A.  La Commission a‑t‑elle commis une erreur en ne vérifiant pas si la plainte portée contre la SMCC avait été présentée après l’expiration du délai prescrit?

[41]           Les objections fondées sur le respect des délais qui sont formulées en vertu de l’alinéa 41(1)e) n’avaient pas été soumises à la Commission en vue de sa décision du 5 septembre 2012. Cette question avait déjà été abordée et tranchée par la Commission.

 

[42]           Dans la lettre du 2 février 2011 qui a eu pour effet de réactiver la plainte, Fiona Keith, chef d’équipe des services de règlement de la Commission, avait informé la SMCC que les objections relatives à l’expiration des délais qui étaient fondées sur l’alinéa 41(1)e) ne seraient pas soumises à la Commission, étant donné que la Commission les avaient déjà tranchées dans sa lettre du 16 mars 2004. En revanche, la Commission invitait la SMCC à faire valoir son point de vue au sujet des alinéas 41(1)c) et 41(1)d) de la LCDP.

 

[43]           Malgré le fait qu’on l’a informée que les objections fondées sur l’expiration des délais ne seraient pas examinées par la Commission, la SMCC a, dans les observations qu’elle a soumises à la Commission le 15 avril 2011, soulevé une objection au sujet du délai dans lequel la plainte avait été présentée et de l’applicabilité de l’alinéa 41(1)e).

 

[44]           Le rapport fondé sur les articles 40 et 41 prenait acte de l’objection formulée au titre de l’alinéa 41(1)e), le 15 avril 2011, par la SMCC et examinait cette objection. Le rapport a rejeté l’objection de la partie demanderesse au motif la question avait déjà été tranchée dans la décision du 16 mars 2004.

 

[45]           L’avocat de la SMCC, Me David Law, avait répondu à la décision du 16 mars 2004 en déclarant que la SMCC n’introduirait pas de demande de contrôle judiciaire de cette décision, mais que, si le dossier était rouvert, la SMCC saisirait la Cour fédérale d’une requête en prorogation de délai. Aucune demande de prorogation de délai de la décision de 2004 n’a été présentée.

 

[46]           Par conséquent, je suis d’accord avec les défenderesses pour dire que la Cour n’est pas saisie de cette question et j’estime que la Commission n’a pas commis d’erreur en n’examinant pas l’objection formulée par la SMCC au titre de l’alinéa 41(1)e).

 

B.  La Commission a‑t‑elle fait défaut d’examiner les observations du 15 avril 2011 de la SMCC?

[47]           La SMCC affirme que la Commission a commis une erreur en ne tenant pas compte des observations qu’elle a soumises le 15 avril 2011. À l’appui de cet argument, la SMCC signale que le dossier certifié du tribunal ne contenait pas les observations qu’elle a faites le 15 avril 2011 à la Commission.

****

▸ **CONSIGNES**
1: Indiquez si chacun des énoncés (a), (b) et (c) concorde avec l'extrait de la décision sur la plainte contre la SMCC. Répondez par oui ou par non et citez les mots de l'extrait qui tranchent. (a) La SMCC a présenté une demande de prorogation de délai visant la décision de 2004. (b) La lettre du 2 février 2011 invitait la SMCC à se prononcer sur les alinéas 41(1)c) et 41(1)d). (c) Le rapport fondé sur les articles 40 et 41 a accueilli l'objection de la SMCC.
2: Poursuivez l'extrait de la décision sur la plainte contre la SMCC à partir de sa dernière phrase.
Les lignes fournies ne sont pas nécessaires ici.

Extrait du jeu de données:
****

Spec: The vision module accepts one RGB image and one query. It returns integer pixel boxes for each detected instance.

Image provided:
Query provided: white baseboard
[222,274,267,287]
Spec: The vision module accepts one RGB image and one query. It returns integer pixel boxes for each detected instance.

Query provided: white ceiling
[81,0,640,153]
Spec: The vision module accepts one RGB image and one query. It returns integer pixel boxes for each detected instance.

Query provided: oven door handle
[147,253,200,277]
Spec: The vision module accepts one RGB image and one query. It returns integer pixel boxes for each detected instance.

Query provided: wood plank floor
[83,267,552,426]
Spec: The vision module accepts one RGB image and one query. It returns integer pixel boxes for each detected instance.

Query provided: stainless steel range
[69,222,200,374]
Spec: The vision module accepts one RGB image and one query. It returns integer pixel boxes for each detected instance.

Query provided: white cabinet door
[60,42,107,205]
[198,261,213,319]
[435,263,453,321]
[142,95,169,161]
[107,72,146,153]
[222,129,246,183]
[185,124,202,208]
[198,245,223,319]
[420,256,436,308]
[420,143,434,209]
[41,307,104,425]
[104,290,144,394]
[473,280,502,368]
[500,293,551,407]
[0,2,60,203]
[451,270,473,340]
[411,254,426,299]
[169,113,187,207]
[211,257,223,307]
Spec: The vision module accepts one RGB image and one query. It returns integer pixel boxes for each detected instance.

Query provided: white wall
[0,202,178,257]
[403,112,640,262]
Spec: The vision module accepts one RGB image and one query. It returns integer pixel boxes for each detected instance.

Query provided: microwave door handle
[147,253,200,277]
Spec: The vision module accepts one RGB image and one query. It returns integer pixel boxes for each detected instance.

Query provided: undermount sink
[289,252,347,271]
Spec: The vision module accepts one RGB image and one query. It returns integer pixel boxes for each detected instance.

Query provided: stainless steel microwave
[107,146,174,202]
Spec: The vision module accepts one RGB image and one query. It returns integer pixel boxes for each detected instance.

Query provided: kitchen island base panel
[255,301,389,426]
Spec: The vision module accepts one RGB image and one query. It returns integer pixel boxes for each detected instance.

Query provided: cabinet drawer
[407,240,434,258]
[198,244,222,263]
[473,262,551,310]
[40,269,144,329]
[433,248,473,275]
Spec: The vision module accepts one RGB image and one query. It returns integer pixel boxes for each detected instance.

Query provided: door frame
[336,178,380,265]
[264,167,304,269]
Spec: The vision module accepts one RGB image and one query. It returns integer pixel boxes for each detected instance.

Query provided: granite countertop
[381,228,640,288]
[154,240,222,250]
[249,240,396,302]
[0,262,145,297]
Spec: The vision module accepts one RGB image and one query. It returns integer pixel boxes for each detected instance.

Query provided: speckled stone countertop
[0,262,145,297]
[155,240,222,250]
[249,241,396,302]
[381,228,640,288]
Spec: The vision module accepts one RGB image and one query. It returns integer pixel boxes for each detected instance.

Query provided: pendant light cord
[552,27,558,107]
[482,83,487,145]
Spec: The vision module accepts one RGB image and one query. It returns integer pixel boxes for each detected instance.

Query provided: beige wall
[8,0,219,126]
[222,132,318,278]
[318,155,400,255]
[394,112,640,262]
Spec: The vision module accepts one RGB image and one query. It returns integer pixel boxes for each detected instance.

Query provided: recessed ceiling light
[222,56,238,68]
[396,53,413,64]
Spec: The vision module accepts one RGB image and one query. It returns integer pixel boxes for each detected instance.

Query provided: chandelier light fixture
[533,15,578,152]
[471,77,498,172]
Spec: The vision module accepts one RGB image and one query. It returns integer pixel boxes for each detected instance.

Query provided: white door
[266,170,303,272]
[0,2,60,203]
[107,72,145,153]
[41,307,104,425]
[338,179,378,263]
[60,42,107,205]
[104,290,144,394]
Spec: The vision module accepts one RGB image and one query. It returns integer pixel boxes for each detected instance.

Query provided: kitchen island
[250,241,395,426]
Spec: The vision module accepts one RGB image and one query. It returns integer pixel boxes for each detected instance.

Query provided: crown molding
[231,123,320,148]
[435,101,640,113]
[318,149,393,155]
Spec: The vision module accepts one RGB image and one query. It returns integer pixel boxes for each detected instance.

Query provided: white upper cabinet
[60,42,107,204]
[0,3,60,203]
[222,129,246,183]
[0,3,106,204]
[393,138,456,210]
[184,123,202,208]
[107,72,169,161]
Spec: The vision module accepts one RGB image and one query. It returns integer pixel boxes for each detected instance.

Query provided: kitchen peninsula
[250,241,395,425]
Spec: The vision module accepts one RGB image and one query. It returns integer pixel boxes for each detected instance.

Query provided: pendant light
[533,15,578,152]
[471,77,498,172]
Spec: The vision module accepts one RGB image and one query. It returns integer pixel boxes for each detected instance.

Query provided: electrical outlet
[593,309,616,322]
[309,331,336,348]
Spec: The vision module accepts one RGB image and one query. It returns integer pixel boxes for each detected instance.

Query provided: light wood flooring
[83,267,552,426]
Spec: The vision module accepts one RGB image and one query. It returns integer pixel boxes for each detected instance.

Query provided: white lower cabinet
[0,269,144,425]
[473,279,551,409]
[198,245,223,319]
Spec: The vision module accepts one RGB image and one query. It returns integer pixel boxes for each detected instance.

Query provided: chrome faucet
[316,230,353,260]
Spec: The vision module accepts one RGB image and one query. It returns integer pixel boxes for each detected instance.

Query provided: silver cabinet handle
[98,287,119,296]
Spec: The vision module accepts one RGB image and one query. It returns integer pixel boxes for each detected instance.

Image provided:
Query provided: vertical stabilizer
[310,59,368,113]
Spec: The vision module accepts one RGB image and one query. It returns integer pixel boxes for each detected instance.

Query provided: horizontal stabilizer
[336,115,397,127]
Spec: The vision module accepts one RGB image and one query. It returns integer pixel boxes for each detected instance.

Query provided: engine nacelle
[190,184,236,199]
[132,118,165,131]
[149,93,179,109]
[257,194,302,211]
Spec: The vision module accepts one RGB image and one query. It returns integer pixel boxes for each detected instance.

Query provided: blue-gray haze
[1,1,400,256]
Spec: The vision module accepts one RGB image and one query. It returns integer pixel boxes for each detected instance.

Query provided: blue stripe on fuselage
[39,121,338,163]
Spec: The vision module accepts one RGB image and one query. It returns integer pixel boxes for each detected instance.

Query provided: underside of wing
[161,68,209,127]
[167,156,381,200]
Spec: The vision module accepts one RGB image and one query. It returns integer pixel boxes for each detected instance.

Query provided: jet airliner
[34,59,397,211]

****

▸ **RÉPONSES DANS L'ORDRE**
1:
(a) Non : « Aucune demande de prorogation de délai de la décision de 2004 n’a été présentée. »
(b) Oui : « la Commission invitait la SMCC à faire valoir son point de vue au sujet des alinéas 41(1)c) et 41(1)d) de la LCDP. »
(c) Non : « Le rapport a rejeté l’objection de la partie demanderesse »

2:
 

[48]           Je conclus que les observations du 15 avril 2011 de la SMCC ont été examinées et, pour les motifs qui suivent, j’estime que la façon dont elles ont été examinées n’était entachée d’aucune iniquité ou erreur.

 

[49]           La Commission est maître de sa propre procédure lorsqu’il s’agit de décider d’instruire ou non une plainte (Canada (Procureur général) c Sketchley, 2005 CAF 404, au paragraphe 119). La Commission a suivi la procédure qui avait été expliquée à la SMCC et elle n’a donc commis aucune erreur qui justifierait notre intervention.

 

[50]           Dans sa lettre du 2 février 2011 informant la SMCC que la plainte était réactivée, Fiona Keith a expliqué la procédure que la Commission entendait suivre pour rendre sa décision. Dans cette lettre, il était précisé que la Commission n’examinerait pas les objections portant sur l’expiration des délais prévus à l’alinéa 41(1)e).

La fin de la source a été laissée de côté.